[Extracted records]:

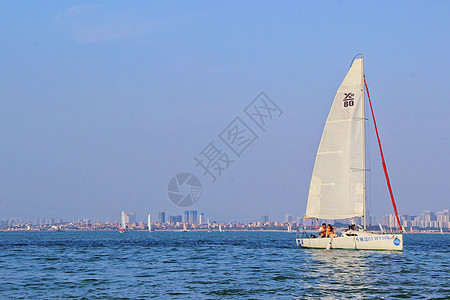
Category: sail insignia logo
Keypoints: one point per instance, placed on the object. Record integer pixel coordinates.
(349, 99)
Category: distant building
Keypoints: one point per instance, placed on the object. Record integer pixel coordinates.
(175, 219)
(192, 217)
(185, 217)
(162, 217)
(288, 218)
(129, 218)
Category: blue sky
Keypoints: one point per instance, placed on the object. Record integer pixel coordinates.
(102, 102)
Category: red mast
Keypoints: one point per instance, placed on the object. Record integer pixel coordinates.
(382, 158)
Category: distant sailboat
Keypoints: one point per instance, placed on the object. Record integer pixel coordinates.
(149, 222)
(338, 183)
(123, 228)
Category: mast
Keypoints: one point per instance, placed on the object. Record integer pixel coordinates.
(364, 143)
(383, 161)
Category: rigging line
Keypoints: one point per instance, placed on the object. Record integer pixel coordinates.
(382, 158)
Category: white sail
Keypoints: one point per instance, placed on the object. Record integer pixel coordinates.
(149, 223)
(337, 184)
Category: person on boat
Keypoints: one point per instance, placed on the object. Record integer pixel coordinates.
(351, 227)
(323, 230)
(330, 231)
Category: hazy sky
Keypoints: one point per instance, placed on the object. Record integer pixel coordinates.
(103, 102)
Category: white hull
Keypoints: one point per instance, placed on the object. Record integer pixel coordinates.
(356, 240)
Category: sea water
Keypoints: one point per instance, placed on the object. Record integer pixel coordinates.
(215, 265)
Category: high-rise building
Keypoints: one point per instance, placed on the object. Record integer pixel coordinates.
(190, 216)
(186, 217)
(193, 217)
(288, 218)
(162, 217)
(129, 218)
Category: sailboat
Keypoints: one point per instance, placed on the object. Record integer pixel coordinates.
(209, 226)
(337, 189)
(149, 222)
(123, 228)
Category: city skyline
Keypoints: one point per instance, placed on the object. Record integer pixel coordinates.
(102, 105)
(197, 218)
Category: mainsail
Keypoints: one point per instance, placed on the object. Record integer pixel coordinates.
(338, 180)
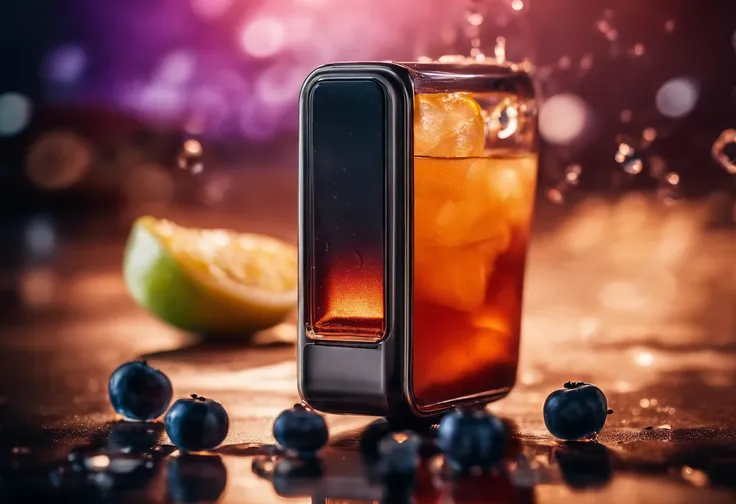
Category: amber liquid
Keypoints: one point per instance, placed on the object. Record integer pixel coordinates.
(472, 210)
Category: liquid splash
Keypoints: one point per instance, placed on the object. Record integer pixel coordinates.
(724, 150)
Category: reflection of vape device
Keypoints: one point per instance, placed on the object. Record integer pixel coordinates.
(416, 190)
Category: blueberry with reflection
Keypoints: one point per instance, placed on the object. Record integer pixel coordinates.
(134, 437)
(197, 423)
(90, 470)
(578, 411)
(471, 438)
(399, 455)
(293, 477)
(195, 478)
(584, 465)
(139, 392)
(300, 431)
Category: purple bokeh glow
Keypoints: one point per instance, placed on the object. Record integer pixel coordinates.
(225, 67)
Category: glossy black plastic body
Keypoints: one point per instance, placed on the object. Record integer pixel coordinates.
(354, 375)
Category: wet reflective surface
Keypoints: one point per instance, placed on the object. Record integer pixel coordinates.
(633, 295)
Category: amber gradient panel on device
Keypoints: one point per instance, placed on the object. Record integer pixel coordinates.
(347, 177)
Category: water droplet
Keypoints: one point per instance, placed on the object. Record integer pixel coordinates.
(657, 167)
(669, 190)
(475, 18)
(586, 62)
(562, 118)
(190, 157)
(556, 196)
(564, 62)
(724, 150)
(677, 97)
(649, 135)
(500, 49)
(603, 26)
(503, 119)
(628, 159)
(572, 174)
(695, 477)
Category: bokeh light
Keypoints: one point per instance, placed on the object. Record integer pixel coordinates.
(677, 97)
(210, 9)
(58, 160)
(263, 36)
(176, 69)
(65, 64)
(15, 113)
(190, 157)
(724, 150)
(562, 119)
(628, 159)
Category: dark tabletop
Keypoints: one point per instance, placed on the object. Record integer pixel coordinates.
(628, 293)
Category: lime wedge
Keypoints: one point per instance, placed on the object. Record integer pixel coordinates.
(214, 282)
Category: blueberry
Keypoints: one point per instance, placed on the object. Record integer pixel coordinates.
(300, 431)
(578, 411)
(196, 424)
(472, 438)
(139, 392)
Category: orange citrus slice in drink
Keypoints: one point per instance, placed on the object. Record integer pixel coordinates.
(448, 125)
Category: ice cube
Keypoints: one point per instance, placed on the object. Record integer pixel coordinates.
(448, 125)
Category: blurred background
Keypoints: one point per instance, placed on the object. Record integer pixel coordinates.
(187, 109)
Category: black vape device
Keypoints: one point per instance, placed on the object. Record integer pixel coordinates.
(416, 184)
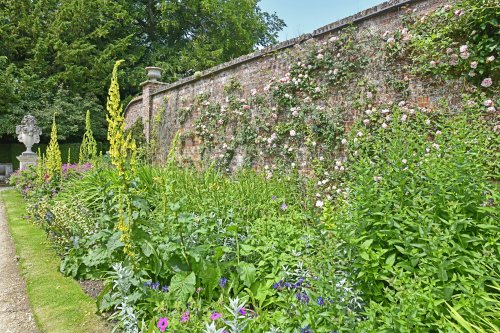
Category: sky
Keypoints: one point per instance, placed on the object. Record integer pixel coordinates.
(304, 16)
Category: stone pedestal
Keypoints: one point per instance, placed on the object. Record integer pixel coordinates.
(26, 160)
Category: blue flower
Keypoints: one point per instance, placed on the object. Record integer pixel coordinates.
(302, 297)
(222, 282)
(306, 330)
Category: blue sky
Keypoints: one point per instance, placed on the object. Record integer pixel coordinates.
(304, 16)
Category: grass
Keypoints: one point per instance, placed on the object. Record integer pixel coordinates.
(58, 302)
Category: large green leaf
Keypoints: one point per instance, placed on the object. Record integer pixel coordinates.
(247, 273)
(182, 285)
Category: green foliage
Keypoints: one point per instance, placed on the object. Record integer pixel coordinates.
(57, 55)
(419, 224)
(455, 41)
(53, 161)
(88, 148)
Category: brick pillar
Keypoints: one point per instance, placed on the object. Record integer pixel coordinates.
(148, 88)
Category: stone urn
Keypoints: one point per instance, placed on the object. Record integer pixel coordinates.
(154, 73)
(29, 134)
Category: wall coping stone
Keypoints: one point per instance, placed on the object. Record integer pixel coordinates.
(361, 16)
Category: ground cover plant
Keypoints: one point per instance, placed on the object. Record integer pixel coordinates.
(392, 226)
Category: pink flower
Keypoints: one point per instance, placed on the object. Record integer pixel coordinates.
(487, 82)
(162, 324)
(185, 317)
(215, 315)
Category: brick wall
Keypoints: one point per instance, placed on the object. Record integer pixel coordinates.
(255, 70)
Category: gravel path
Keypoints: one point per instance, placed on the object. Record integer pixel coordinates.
(15, 312)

[Task goal]:
Revise every entry above by replacing "integer pixel coordinates" with "whole-number pixel coordinates", leaving all other text unchanged. Omit the pictures from your output.

[Response to the task]:
Category: sail insignia logo
Keypoints: one point per instance, placed on the object. Record whole-number pixel coordinates.
(349, 99)
Category: distant building
Keypoints: one point per instance, placed on the object. Record whole-number pixel coordinates.
(175, 219)
(192, 217)
(185, 217)
(162, 217)
(288, 218)
(129, 218)
Category: blue sky
Keypoints: one point per instance, placed on the object. Record whole-number pixel coordinates.
(102, 102)
Category: red mast
Keypoints: one point per instance, placed on the object. Record whole-number pixel coordinates.
(382, 158)
Category: distant sailboat
Keypoints: one point per instance, placed on the object. Record whole-number pixel coordinates.
(149, 222)
(338, 183)
(123, 228)
Category: mast
Keypoints: one point per instance, placed on the object. Record whole-number pixel coordinates.
(364, 143)
(383, 161)
Category: rigging line
Keypoints: one point per instance, placed on the object. Record whole-number pixel coordinates.
(382, 158)
Category: white sail
Keypoints: one point per instance, placed on the object. Record whole-number pixel coordinates.
(149, 223)
(337, 184)
Category: person on boat
Keypoints: one point per instance, placed on the object. Record whole-number pixel coordinates.
(351, 227)
(323, 230)
(330, 231)
Category: hazy sky
Keypoints: one point per instance, placed on the object. Record whole-number pixel coordinates.
(103, 102)
Category: white hull
Keypoints: one point per instance, placed on the object. Record whole-number pixel coordinates.
(356, 240)
Category: sea water
Keypoints: one point per instance, placed on the object. Record whole-number pixel coordinates.
(215, 265)
Category: high-rise building
Keypoints: one point per instance, placed on the object. Record whole-number pixel coordinates.
(190, 216)
(186, 217)
(193, 217)
(288, 218)
(162, 217)
(129, 218)
Category: sailboat
Keypoints: one point per instance, placed on the object. Record whole-number pixel coordinates.
(209, 226)
(337, 189)
(149, 222)
(123, 228)
Category: city skyline
Keypoints: one point per instance, placed on the object. Record whole-number pixel coordinates.
(102, 105)
(197, 218)
Category: mainsail
Keypoints: one point per instance, placed on the object. Record whole-number pixel coordinates.
(338, 180)
Category: amber liquid
Keypoints: one point per instance, placed on the object. Record whole-number pixel coordinates.
(472, 210)
Category: liquid splash
Keypoints: one point per instance, placed on the object. Record whole-number pixel coordinates.
(724, 150)
Category: reflection of vape device
Keypoints: one point per instance, placed on the object. Record whole-number pixel coordinates.
(416, 190)
Category: blueberry with reflection
Keypoints: one point per instance, placed on the object. Record whole-number pixel coordinates.
(134, 437)
(197, 423)
(90, 470)
(578, 411)
(471, 438)
(399, 455)
(293, 477)
(195, 478)
(584, 465)
(139, 392)
(300, 431)
Category: purple bokeh glow
Keypoints: one point per instance, placed on the object. Record whole-number pixel coordinates.
(225, 67)
Category: glossy black plastic body
Keypoints: one point per instance, placed on the object. Record whole-number pixel coordinates.
(354, 375)
Category: wet reflective surface
Keypoints: one point per instance, placed on the object. Record whole-number pixel coordinates.
(633, 295)
Category: amber gradient panel on device
Keypoints: one point per instance, placed on the object. Record whole-number pixel coordinates.
(347, 177)
Category: water droplet
Keypoints: one point per instance, placed on the object. Record whole-number pixel coordinates.
(657, 167)
(669, 190)
(475, 18)
(586, 62)
(562, 118)
(190, 157)
(556, 196)
(564, 62)
(724, 150)
(677, 97)
(649, 135)
(500, 49)
(603, 26)
(503, 119)
(628, 159)
(572, 174)
(695, 477)
Category: bokeh light
Keypoints: one point per instance, placed on the object. Record whole-number pixel coordinates.
(677, 97)
(210, 9)
(58, 160)
(263, 36)
(176, 69)
(65, 64)
(15, 113)
(190, 157)
(724, 150)
(562, 119)
(628, 159)
Category: dark tabletop
Keypoints: one point per instance, placed on the object. Record whole-number pixel coordinates.
(628, 293)
Category: lime wedge
Keypoints: one point per instance, placed on the object. Record whole-number pixel coordinates.
(214, 282)
Category: blueberry
Keypoints: one point per instance, placed on the object. Record whole-number pixel coordinates.
(300, 431)
(578, 411)
(196, 424)
(472, 438)
(139, 392)
Category: orange citrus slice in drink
Keypoints: one point per instance, placed on the object. Record whole-number pixel coordinates.
(448, 125)
Category: ice cube
Keypoints: one point per instance, placed on the object. Record whole-number pixel coordinates.
(448, 125)
Category: blurred background
Keypoints: one point per instance, placed on the object. Record whole-number pixel coordinates.
(187, 109)
Category: black vape device
Keypoints: one point per instance, placed on the object. Record whole-number pixel coordinates.
(416, 184)
Category: sky
Keypoints: one point per instance, placed on the object. Record whole-number pixel coordinates.
(304, 16)
Category: stone pedestal
Keypoints: one point per instance, placed on the object. Record whole-number pixel coordinates.
(26, 160)
Category: blue flower
Keypoints: one point per instance, placed on the object. Record whole-number pixel coordinates.
(302, 297)
(222, 282)
(306, 330)
Category: blue sky
Keypoints: one point per instance, placed on the object. Record whole-number pixel coordinates.
(304, 16)
Category: grass
Keypoints: one point per instance, placed on the object. Record whole-number pixel coordinates.
(58, 302)
Category: large green leaf
Keypoints: one point per instance, placed on the object. Record whole-number pixel coordinates.
(247, 273)
(182, 285)
Category: green foliage
Keypoints: one point per instance, placed on the object. Record whole-number pixel coordinates.
(57, 55)
(419, 224)
(455, 41)
(53, 161)
(88, 148)
Category: brick pillar
Keypoints: one point per instance, placed on the object. Record whole-number pixel coordinates.
(148, 88)
Category: stone urn
Keypoints: one point per instance, placed on the object. Record whole-number pixel coordinates.
(154, 73)
(29, 134)
Category: wall coping stone
Keypoints: one point per instance, placed on the object. Record whole-number pixel coordinates.
(361, 16)
Category: ground cover plant
Keypoints: one point per instance, placed on the object. Record whole-number pixel coordinates.
(392, 226)
Category: pink flower
Keypoints: one point per instance, placed on the object. Record whole-number pixel coordinates.
(487, 82)
(162, 324)
(185, 317)
(215, 315)
Category: brick wall
Keypoints: one point per instance, placed on the object. Record whole-number pixel coordinates.
(255, 70)
Category: gravel path
Keypoints: one point per instance, placed on the object. Record whole-number pixel coordinates.
(15, 312)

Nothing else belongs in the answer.